-------- TASK MATERIAL --------

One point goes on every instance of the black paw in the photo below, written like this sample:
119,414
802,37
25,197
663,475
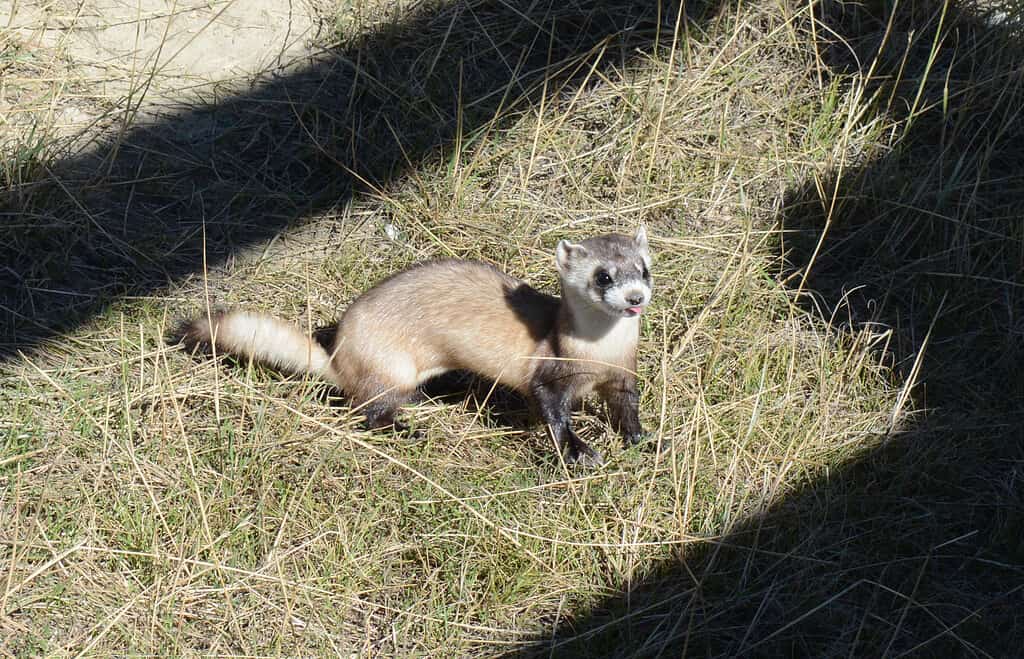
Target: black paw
583,455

--------

## REQUIRED WORK
Can you rewrite all of the records above with "black paw" changed to "white paw" and everything else unchanged, leaving out the pictures?

## CORRECT ANSWER
One point goes on every instance of the white paw in the photo below, written like this sample:
119,414
802,37
25,197
663,475
Target: white paw
583,455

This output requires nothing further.